Across the entries that follow, count the lines with the string "response" and reply with that count alone.
━━━━━ Input
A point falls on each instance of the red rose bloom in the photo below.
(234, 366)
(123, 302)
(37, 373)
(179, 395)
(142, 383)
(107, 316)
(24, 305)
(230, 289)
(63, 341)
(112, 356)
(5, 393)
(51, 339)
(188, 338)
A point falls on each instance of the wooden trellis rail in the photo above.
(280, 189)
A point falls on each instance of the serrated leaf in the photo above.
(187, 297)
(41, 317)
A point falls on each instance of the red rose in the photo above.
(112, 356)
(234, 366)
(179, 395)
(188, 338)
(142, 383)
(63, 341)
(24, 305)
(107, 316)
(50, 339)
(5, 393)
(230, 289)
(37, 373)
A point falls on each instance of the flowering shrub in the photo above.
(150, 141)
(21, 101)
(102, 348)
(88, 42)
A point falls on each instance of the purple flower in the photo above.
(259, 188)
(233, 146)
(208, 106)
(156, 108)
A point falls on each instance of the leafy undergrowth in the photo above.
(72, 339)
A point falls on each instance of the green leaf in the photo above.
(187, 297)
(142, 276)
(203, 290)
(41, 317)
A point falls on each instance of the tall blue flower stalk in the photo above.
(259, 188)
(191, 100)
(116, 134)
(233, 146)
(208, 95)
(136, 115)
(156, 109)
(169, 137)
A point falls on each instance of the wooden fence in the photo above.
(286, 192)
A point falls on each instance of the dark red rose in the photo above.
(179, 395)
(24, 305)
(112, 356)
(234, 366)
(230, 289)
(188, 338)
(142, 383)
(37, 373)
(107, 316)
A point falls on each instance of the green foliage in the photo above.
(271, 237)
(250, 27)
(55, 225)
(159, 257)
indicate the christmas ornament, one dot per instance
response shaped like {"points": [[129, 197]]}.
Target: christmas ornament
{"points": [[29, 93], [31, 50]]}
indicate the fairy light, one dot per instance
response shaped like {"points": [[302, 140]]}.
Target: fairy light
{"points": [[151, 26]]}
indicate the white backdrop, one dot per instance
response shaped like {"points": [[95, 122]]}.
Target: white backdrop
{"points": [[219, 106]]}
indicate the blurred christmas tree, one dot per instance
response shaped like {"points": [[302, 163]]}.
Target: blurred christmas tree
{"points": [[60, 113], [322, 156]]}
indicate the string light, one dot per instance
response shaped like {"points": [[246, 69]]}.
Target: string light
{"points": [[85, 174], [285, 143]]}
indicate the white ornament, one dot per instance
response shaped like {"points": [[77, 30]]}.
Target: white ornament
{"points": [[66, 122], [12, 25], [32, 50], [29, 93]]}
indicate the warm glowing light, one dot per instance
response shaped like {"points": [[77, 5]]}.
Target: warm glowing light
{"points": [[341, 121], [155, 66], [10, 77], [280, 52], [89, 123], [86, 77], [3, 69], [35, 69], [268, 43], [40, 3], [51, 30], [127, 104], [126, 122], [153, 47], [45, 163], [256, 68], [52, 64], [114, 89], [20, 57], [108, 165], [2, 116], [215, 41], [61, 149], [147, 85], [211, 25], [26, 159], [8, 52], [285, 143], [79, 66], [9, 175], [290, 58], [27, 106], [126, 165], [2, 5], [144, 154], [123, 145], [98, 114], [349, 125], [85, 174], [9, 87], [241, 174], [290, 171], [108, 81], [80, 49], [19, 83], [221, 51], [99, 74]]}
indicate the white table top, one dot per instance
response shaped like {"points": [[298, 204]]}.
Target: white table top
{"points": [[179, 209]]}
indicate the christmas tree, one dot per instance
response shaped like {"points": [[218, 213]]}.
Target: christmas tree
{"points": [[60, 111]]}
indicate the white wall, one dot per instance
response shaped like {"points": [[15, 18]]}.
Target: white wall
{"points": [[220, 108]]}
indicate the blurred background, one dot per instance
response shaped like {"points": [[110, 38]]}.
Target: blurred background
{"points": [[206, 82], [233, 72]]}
━━━━━━━━━━
**Answer for this exercise**
11